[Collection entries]
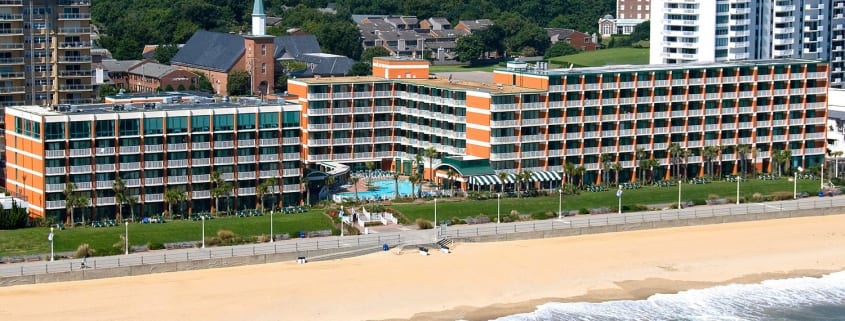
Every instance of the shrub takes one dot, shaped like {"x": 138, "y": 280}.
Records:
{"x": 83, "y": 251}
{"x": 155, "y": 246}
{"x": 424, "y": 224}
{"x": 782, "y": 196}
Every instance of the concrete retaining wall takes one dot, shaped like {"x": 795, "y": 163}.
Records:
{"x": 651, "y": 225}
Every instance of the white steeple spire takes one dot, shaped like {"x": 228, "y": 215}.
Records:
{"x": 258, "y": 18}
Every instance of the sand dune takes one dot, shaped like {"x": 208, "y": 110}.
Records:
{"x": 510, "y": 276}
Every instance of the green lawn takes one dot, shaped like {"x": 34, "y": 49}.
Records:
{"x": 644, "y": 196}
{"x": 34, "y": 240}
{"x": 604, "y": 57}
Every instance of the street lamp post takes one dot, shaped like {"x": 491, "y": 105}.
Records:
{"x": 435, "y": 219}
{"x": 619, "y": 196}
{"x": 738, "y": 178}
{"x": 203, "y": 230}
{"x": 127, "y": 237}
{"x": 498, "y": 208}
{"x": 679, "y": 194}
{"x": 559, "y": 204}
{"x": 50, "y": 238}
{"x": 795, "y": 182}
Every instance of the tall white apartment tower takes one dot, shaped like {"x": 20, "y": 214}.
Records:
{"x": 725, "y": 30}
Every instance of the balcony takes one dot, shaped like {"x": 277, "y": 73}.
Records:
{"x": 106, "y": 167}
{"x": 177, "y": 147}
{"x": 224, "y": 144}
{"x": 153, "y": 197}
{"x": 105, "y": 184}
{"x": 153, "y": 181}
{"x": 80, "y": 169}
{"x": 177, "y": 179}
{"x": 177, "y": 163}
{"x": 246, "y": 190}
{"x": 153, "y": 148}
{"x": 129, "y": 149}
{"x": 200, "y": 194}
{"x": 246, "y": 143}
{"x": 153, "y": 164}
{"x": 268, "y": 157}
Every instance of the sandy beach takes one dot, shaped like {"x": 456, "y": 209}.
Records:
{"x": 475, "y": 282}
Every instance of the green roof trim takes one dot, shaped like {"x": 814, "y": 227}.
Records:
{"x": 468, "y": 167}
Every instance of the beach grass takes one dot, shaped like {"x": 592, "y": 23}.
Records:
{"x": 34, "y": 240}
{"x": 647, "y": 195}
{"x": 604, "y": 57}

◆ EXERCISE DIRECTIONS
Count up the lines above that include the string "beach" and report nothing but that number.

◆ RESPONSE FOR THIS EXERCISE
2